Saturday, April 20, 2019

Blessed


  Life has a funny way of working out how it should be. God truly works in mysterious ways. You see this guy right here, Tom Balata,  came back into my life in 2017 after a 30 year absence. We met in junior high sometime. My earliest memory is 8th grade. We dated for a minute back then, as most junior high relationships do. 

  I was lucky enough to have lunch with him one day in 2017 and was mesmerized by his intelligence. Truly, I fell in love with his mind that day. We kept in touch throughout the year and when I moved out into my own apartment (and out of my previous relationship), we started hanging out and doing things together. We've been together ever since, almost daily. He's been my rock and my angel through some tough times as I started my self-healing journey and adjusted to single life and living alone.

■ ■ ■ ■ ■ ■ ■

- _WHAT YOU SHOULD DO_: Reproduce the blog post from "I was lucky" to "and living alone.". The material after this point comes from a different source.

■ ■ ■ ■ ■ ■ ■

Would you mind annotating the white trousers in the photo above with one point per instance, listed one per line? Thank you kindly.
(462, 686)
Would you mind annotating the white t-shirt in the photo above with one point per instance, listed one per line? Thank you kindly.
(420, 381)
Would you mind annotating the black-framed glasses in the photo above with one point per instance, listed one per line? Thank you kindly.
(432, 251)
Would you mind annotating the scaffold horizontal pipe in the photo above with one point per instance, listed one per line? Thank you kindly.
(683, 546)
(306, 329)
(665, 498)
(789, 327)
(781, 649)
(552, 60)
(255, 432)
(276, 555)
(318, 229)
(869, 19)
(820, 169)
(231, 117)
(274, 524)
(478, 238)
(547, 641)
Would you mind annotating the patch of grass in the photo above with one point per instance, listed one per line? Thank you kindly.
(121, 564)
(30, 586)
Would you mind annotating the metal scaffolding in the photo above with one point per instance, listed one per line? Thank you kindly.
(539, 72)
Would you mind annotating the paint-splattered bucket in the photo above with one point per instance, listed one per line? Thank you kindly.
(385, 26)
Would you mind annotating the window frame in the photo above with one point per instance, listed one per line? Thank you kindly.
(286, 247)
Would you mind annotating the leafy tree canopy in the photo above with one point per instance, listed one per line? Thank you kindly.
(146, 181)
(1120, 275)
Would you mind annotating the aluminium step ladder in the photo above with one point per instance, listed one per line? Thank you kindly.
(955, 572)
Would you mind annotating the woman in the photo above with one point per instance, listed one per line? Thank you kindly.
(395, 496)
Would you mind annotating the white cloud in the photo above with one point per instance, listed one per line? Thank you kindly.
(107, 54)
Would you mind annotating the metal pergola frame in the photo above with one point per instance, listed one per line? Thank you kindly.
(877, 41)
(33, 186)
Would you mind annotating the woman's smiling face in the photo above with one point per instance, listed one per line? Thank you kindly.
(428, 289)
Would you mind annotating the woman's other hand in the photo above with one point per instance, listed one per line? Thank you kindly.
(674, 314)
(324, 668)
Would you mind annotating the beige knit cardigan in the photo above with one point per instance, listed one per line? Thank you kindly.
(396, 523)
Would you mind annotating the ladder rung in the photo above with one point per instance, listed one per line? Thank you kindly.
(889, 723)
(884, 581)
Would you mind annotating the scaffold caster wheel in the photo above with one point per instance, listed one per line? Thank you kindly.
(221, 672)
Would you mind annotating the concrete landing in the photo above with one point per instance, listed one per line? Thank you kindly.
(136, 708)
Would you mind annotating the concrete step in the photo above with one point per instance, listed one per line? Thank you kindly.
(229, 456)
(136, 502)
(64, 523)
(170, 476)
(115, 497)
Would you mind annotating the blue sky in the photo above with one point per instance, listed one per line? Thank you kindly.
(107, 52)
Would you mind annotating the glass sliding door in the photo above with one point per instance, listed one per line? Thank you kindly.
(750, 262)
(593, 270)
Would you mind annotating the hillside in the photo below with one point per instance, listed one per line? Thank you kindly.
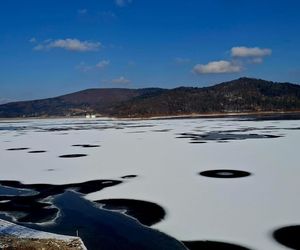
(241, 95)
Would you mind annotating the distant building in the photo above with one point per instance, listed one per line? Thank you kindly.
(90, 116)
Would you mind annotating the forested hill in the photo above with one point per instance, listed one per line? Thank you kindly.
(241, 95)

■ ■ ■ ■ ■ ■ ■

- _YOUR RESPONSE_:
I was lucky enough to have lunch with him one day in 2017 and was mesmerized by his intelligence. Truly, I fell in love with his mind that day. We kept in touch throughout the year and when I moved out into my own apartment (and out of my previous relationship), we started hanging out and doing things together. We've been together ever since, almost daily. He's been my rock and my angel through some tough times as I started my self-healing journey and adjusted to single life and living alone.